- **YOUR OBJECTIVE**: Copy the records below exactly.

- **EXERCISE MATERIAL**:
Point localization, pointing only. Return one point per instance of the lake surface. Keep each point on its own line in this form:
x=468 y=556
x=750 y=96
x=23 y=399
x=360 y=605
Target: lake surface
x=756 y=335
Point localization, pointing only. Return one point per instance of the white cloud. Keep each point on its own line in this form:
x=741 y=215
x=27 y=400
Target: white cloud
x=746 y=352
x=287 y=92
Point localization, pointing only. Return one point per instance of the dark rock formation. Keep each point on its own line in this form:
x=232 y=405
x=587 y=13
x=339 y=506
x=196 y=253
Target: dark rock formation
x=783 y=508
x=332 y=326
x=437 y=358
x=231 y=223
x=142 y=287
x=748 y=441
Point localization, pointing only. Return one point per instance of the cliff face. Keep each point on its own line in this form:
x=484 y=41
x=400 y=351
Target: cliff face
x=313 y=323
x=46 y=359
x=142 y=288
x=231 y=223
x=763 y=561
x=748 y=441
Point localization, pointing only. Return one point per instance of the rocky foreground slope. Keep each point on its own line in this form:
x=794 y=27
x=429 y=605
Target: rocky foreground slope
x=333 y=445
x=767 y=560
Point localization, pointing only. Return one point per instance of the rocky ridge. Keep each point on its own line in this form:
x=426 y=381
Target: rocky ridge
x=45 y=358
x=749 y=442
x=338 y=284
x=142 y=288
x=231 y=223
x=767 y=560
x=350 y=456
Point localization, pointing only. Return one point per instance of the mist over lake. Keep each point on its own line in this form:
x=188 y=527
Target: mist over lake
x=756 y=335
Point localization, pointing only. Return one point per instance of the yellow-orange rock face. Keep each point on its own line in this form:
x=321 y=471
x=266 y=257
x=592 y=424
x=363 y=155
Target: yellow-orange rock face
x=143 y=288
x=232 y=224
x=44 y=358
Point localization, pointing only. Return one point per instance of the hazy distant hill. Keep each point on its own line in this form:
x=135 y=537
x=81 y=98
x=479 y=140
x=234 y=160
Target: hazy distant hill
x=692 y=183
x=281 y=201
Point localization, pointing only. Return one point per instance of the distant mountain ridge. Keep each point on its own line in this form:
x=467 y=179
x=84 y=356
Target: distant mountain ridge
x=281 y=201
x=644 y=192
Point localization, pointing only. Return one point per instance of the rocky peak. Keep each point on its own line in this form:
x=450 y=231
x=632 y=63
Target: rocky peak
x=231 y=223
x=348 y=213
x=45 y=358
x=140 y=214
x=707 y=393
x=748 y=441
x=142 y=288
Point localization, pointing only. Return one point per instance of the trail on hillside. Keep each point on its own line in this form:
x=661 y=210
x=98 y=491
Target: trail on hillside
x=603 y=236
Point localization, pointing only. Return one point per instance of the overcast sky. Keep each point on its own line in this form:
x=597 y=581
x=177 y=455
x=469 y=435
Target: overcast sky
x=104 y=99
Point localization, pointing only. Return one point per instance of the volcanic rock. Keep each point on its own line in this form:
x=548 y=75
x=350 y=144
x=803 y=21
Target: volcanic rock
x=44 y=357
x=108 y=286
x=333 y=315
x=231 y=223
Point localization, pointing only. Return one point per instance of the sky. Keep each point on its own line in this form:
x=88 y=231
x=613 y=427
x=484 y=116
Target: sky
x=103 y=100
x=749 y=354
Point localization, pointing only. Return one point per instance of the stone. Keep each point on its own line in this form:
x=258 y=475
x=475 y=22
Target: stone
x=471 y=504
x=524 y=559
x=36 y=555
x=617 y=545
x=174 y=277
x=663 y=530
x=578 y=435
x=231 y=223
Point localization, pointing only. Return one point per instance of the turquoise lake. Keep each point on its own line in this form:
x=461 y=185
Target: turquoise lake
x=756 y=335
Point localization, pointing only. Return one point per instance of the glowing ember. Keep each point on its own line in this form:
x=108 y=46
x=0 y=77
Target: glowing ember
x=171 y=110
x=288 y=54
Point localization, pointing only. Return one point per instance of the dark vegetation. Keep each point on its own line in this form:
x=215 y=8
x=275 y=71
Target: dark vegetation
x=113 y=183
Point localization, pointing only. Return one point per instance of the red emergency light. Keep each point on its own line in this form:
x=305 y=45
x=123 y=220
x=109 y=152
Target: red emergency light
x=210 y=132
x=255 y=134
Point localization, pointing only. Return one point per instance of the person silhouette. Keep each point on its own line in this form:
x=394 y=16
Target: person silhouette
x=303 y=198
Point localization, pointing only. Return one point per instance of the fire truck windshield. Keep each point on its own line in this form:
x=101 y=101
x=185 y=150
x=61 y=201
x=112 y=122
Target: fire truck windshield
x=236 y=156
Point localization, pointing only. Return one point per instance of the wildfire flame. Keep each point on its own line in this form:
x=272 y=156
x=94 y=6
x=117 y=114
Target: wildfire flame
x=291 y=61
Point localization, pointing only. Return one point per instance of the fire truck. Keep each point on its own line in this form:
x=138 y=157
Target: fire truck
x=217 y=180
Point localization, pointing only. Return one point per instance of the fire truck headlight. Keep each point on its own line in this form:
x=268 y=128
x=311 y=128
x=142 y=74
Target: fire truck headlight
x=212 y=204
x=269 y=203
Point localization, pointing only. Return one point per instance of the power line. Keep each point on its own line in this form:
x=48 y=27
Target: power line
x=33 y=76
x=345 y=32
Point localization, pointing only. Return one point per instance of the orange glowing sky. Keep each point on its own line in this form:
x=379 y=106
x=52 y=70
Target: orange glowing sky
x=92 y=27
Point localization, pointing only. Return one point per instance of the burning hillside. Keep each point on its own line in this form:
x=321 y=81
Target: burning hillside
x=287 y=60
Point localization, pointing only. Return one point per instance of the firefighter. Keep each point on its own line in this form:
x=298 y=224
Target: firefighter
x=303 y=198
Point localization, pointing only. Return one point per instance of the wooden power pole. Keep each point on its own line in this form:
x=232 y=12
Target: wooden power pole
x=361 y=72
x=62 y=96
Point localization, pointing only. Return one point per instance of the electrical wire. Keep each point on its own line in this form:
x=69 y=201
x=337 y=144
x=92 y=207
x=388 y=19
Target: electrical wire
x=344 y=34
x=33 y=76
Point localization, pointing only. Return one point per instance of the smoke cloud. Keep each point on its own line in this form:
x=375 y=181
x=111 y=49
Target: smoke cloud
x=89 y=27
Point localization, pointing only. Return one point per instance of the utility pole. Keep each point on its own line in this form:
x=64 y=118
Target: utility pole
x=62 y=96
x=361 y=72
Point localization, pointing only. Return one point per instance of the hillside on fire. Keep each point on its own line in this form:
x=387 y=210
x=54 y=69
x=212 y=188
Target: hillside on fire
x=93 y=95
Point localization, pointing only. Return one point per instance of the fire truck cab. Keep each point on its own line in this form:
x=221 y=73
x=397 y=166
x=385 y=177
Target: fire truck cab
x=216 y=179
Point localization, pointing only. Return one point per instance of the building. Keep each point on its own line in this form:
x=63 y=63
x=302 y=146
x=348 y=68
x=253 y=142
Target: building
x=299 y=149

- **SOLUTION FOR THIS TASK**:
Point localization, pointing only. Return one point per instance of the lake surface. Keep each point on its own line in this form:
x=468 y=556
x=750 y=96
x=23 y=399
x=360 y=605
Target: lake surface
x=756 y=335
Point localization, pointing only. Return one point per instance of the white cloud. Keep each point on its own line in this form:
x=741 y=215
x=27 y=400
Target: white cloud
x=746 y=352
x=287 y=92
Point localization, pointing only. Return one point per instance of the dark rock formation. Keep each point on its own line in this form:
x=232 y=405
x=587 y=13
x=339 y=506
x=196 y=253
Target: dark rock formation
x=783 y=508
x=332 y=326
x=437 y=358
x=231 y=223
x=142 y=287
x=748 y=441
Point localization, pointing only. Return one point per instance of the cliff face. Keep each point on its own line in this form:
x=484 y=41
x=400 y=351
Target: cliff face
x=313 y=323
x=46 y=359
x=142 y=288
x=231 y=223
x=763 y=561
x=748 y=441
Point localization, pointing only. Return one point per instance of the rocky foreground slope. Keep each point on its own line in this form:
x=794 y=27
x=429 y=605
Target: rocky foreground slope
x=333 y=445
x=767 y=560
Point localization, pointing only. Return one point per instance of the rocky ridge. Keep each point on its own line in this form:
x=426 y=381
Target: rocky ridge
x=45 y=358
x=749 y=442
x=338 y=284
x=142 y=288
x=231 y=223
x=767 y=560
x=350 y=456
Point localization, pointing only. Return one point per instance of the mist over lake. Keep each point on its own line in this form:
x=188 y=527
Target: mist over lake
x=756 y=335
Point localization, pointing only. Return one point per instance of the yellow-orange rock face. Keep each point on its own line in this form:
x=321 y=471
x=266 y=257
x=592 y=424
x=363 y=155
Target: yellow-orange rock face
x=143 y=288
x=232 y=224
x=44 y=358
Point localization, pointing only. Return one point per instance of the hazy distant hill. Keep each point on its own line in this form:
x=135 y=537
x=81 y=98
x=479 y=140
x=234 y=160
Target: hazy distant hill
x=692 y=183
x=281 y=201
Point localization, pointing only. Return one point per instance of the distant mountain ridge. Keep each point on its own line in this form:
x=467 y=179
x=84 y=356
Target: distant mountain ridge
x=281 y=201
x=644 y=192
Point localization, pointing only. Return one point per instance of the rocky peak. Keep each point on its own line in this form:
x=450 y=231
x=632 y=63
Target: rocky peak
x=231 y=223
x=348 y=213
x=45 y=358
x=140 y=214
x=707 y=393
x=748 y=441
x=142 y=288
Point localization, pointing only. Return one point per instance of the trail on hillside. Keep each point on its own line in this form:
x=661 y=210
x=98 y=491
Target: trail on hillside
x=603 y=236
Point localization, pointing only. Return one point per instance of the overcast sky. Keep each point on its own line in this form:
x=597 y=581
x=177 y=455
x=469 y=435
Target: overcast sky
x=104 y=99
Point localization, pointing only. Return one point per instance of the volcanic rock. Keep each point on its own line in this form:
x=548 y=75
x=350 y=144
x=803 y=21
Target: volcanic rock
x=44 y=357
x=108 y=286
x=333 y=315
x=231 y=223
Point localization, pointing only. Return one point per instance of the sky. Keep each point on its own line in this form:
x=88 y=231
x=613 y=427
x=484 y=116
Target: sky
x=103 y=100
x=749 y=354
Point localization, pointing only. Return one point per instance of the stone. Keep each point on its own line in this form:
x=258 y=475
x=475 y=22
Target: stone
x=471 y=504
x=524 y=559
x=36 y=555
x=617 y=545
x=174 y=277
x=663 y=530
x=578 y=435
x=231 y=223
Point localization, pointing only. Return one point per instance of the turquoise lake. Keep each point on its own line in this form:
x=461 y=185
Target: turquoise lake
x=756 y=335
Point localization, pointing only. Return one point per instance of the glowing ember. Keep each point on its own line in this form:
x=108 y=46
x=0 y=77
Target: glowing ember
x=171 y=110
x=288 y=54
Point localization, pointing only. Return one point per instance of the dark vegetation. Keep each point on its own line in this form:
x=215 y=8
x=275 y=71
Target: dark vegetation
x=113 y=183
Point localization, pointing only. Return one point per instance of the red emergency light. Keep each point on its own line in this form:
x=305 y=45
x=123 y=220
x=109 y=152
Target: red emergency light
x=210 y=132
x=255 y=134
Point localization, pointing only. Return one point per instance of the person silhouette. Keep each point on its own line in this form:
x=394 y=16
Target: person silhouette
x=303 y=198
Point localization, pointing only. Return one point per instance of the fire truck windshield. Keep each point on its own line in this form:
x=101 y=101
x=185 y=150
x=61 y=201
x=112 y=122
Target: fire truck windshield
x=236 y=156
Point localization, pointing only. Return one point per instance of the wildfire flame. Keep each point on its own line in this form:
x=272 y=156
x=94 y=6
x=117 y=114
Target: wildfire flame
x=291 y=61
Point localization, pointing only. Return one point per instance of the fire truck. Keep each point on its own line in this form:
x=138 y=157
Target: fire truck
x=217 y=180
Point localization, pointing only. Return one point per instance of the fire truck headlight. Keep each point on its own line in this form:
x=268 y=128
x=311 y=128
x=142 y=74
Target: fire truck headlight
x=212 y=204
x=269 y=203
Point localization, pointing only. Return one point per instance of the power line. Keep each point on its own line in this form:
x=48 y=27
Target: power line
x=33 y=76
x=345 y=32
Point localization, pointing only. Return one point per instance of the orange glowing sky. Keep each point on its own line in this form:
x=379 y=106
x=52 y=70
Target: orange glowing sky
x=92 y=27
Point localization, pointing only. Return one point per instance of the burning hillside. Keep each point on its own line in this form:
x=321 y=81
Target: burning hillside
x=287 y=60
Point localization, pointing only. Return one point per instance of the firefighter. Keep each point on its own line in this form:
x=298 y=224
Target: firefighter
x=303 y=198
Point localization, pointing only. Return one point per instance of the wooden power pole. Keep each point on its own line in this form:
x=232 y=12
Target: wooden power pole
x=361 y=72
x=62 y=96
Point localization, pointing only. Return one point per instance of the electrical wire. Keep each point on its own line in this form:
x=69 y=201
x=337 y=144
x=92 y=207
x=388 y=19
Target: electrical wire
x=344 y=34
x=33 y=76
Point localization, pointing only. Return one point per instance of the smoke cloud. Keep each point on its own line in this form:
x=375 y=181
x=111 y=49
Target: smoke cloud
x=89 y=27
Point localization, pointing only. Return one point per instance of the utility pole. Keep each point on its own line in this form:
x=64 y=118
Target: utility pole
x=62 y=96
x=361 y=72
Point localization, pointing only. Return one point per instance of the hillside on fire. Keep each point on its own line in this form:
x=387 y=210
x=54 y=69
x=212 y=188
Target: hillside on fire
x=93 y=95
Point localization, pointing only. Return one point per instance of the fire truck cab. Keep each point on its own line in this form:
x=221 y=73
x=397 y=166
x=385 y=177
Target: fire truck cab
x=216 y=179
Point localization, pointing only. Return one point per instance of the building. Keep each point on its own line in this form:
x=63 y=63
x=302 y=146
x=348 y=68
x=253 y=142
Target: building
x=299 y=149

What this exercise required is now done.